## Records shown

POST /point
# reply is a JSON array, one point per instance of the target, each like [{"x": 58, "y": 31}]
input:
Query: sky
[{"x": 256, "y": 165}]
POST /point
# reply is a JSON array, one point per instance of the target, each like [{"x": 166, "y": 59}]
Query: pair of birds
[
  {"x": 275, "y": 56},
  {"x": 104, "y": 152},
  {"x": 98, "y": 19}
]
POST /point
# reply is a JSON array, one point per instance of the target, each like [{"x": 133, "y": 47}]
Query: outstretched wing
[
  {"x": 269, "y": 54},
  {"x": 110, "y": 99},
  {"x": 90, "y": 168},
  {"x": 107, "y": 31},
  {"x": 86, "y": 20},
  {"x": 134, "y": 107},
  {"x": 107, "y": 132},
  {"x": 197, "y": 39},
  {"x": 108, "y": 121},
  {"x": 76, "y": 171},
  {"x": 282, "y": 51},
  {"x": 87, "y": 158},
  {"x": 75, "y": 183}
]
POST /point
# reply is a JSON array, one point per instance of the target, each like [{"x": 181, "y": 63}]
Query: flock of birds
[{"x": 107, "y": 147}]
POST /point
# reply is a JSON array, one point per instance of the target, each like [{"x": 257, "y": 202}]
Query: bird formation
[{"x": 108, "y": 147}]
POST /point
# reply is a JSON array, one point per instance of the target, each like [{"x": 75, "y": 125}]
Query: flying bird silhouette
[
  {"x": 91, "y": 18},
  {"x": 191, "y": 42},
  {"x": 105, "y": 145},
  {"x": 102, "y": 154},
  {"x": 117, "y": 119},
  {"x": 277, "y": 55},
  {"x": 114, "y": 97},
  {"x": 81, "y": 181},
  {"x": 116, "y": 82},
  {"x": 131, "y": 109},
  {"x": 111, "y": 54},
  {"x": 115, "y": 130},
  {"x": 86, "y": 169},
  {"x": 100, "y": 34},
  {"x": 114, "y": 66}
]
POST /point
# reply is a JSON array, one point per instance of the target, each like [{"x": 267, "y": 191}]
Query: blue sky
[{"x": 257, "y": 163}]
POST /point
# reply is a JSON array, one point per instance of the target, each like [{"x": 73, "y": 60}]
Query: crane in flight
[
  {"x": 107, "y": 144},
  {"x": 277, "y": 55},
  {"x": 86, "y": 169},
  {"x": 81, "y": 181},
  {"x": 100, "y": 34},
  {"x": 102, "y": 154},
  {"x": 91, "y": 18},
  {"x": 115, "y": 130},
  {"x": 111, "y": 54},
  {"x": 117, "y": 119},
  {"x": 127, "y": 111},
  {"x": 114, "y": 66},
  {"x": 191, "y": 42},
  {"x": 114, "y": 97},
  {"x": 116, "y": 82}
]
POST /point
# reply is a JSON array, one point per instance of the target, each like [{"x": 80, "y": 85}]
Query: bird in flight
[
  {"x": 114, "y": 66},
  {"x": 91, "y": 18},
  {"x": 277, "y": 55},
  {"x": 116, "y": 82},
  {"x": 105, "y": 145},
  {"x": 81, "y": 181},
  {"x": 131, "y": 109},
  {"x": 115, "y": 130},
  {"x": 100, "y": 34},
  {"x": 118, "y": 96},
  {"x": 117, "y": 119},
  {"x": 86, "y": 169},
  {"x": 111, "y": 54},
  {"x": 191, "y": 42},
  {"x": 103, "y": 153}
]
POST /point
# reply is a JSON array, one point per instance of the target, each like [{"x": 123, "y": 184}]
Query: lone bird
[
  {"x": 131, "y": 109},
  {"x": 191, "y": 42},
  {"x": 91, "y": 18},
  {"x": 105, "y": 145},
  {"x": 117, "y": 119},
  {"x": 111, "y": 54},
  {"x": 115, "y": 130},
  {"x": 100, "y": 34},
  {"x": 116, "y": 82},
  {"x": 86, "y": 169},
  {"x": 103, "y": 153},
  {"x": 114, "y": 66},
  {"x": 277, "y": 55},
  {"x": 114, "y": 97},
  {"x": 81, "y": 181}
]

## Activity
Your answer must be every record above, set down exactly as written.

## The completed task
POST /point
# reply is a JSON array, one point per instance of the target, each like [{"x": 58, "y": 31}]
input:
Query: sky
[{"x": 256, "y": 165}]
POST /point
# reply is a JSON array, one point per instance of the target, each like [{"x": 166, "y": 59}]
Query: pair of birds
[
  {"x": 275, "y": 56},
  {"x": 104, "y": 152},
  {"x": 98, "y": 19}
]
POST /point
# reply is a JSON array, one point per instance of the target, each like [{"x": 133, "y": 47}]
Query: outstretched wing
[
  {"x": 269, "y": 54},
  {"x": 110, "y": 99},
  {"x": 90, "y": 168},
  {"x": 107, "y": 31},
  {"x": 86, "y": 20},
  {"x": 134, "y": 107},
  {"x": 107, "y": 132},
  {"x": 197, "y": 39},
  {"x": 108, "y": 121},
  {"x": 76, "y": 171},
  {"x": 282, "y": 51},
  {"x": 87, "y": 158},
  {"x": 75, "y": 183}
]
POST /point
# reply is a JSON array, one point per instance of the target, each like [{"x": 181, "y": 63}]
Query: flock of birds
[{"x": 107, "y": 147}]
POST /point
# reply is a JSON array, one point per instance of the target, each like [{"x": 257, "y": 202}]
Query: bird formation
[{"x": 108, "y": 147}]
POST /point
# reply is a JSON array, one point per instance of the target, each like [{"x": 75, "y": 125}]
Query: flying bird silhouette
[
  {"x": 91, "y": 18},
  {"x": 191, "y": 42},
  {"x": 105, "y": 145},
  {"x": 102, "y": 154},
  {"x": 117, "y": 119},
  {"x": 277, "y": 55},
  {"x": 114, "y": 97},
  {"x": 81, "y": 181},
  {"x": 116, "y": 82},
  {"x": 131, "y": 109},
  {"x": 111, "y": 54},
  {"x": 115, "y": 130},
  {"x": 86, "y": 169},
  {"x": 100, "y": 34},
  {"x": 114, "y": 66}
]
POST /point
# reply is a JSON array, one point per instance of the target, each like [{"x": 267, "y": 191}]
Query: blue sky
[{"x": 257, "y": 163}]
POST /point
# reply is a JSON array, one point per instance of the target, each like [{"x": 73, "y": 60}]
Query: crane in flight
[
  {"x": 107, "y": 144},
  {"x": 277, "y": 55},
  {"x": 86, "y": 169},
  {"x": 81, "y": 181},
  {"x": 100, "y": 34},
  {"x": 102, "y": 154},
  {"x": 91, "y": 18},
  {"x": 115, "y": 130},
  {"x": 111, "y": 54},
  {"x": 117, "y": 119},
  {"x": 127, "y": 111},
  {"x": 114, "y": 66},
  {"x": 191, "y": 42},
  {"x": 114, "y": 97},
  {"x": 116, "y": 82}
]
POST /point
# reply is a JSON array, one point per instance of the target, each like [{"x": 80, "y": 85}]
Query: bird in flight
[
  {"x": 114, "y": 66},
  {"x": 91, "y": 18},
  {"x": 277, "y": 55},
  {"x": 116, "y": 82},
  {"x": 105, "y": 145},
  {"x": 81, "y": 181},
  {"x": 131, "y": 109},
  {"x": 115, "y": 130},
  {"x": 100, "y": 34},
  {"x": 118, "y": 96},
  {"x": 117, "y": 119},
  {"x": 86, "y": 169},
  {"x": 111, "y": 54},
  {"x": 191, "y": 42},
  {"x": 103, "y": 153}
]
POST /point
# reply is a JSON array, one point per instance of the target, each like [{"x": 123, "y": 184}]
Query: lone bird
[
  {"x": 131, "y": 109},
  {"x": 191, "y": 42},
  {"x": 91, "y": 18},
  {"x": 105, "y": 145},
  {"x": 117, "y": 119},
  {"x": 111, "y": 54},
  {"x": 115, "y": 130},
  {"x": 100, "y": 34},
  {"x": 116, "y": 82},
  {"x": 86, "y": 169},
  {"x": 103, "y": 153},
  {"x": 114, "y": 66},
  {"x": 277, "y": 55},
  {"x": 114, "y": 97},
  {"x": 81, "y": 181}
]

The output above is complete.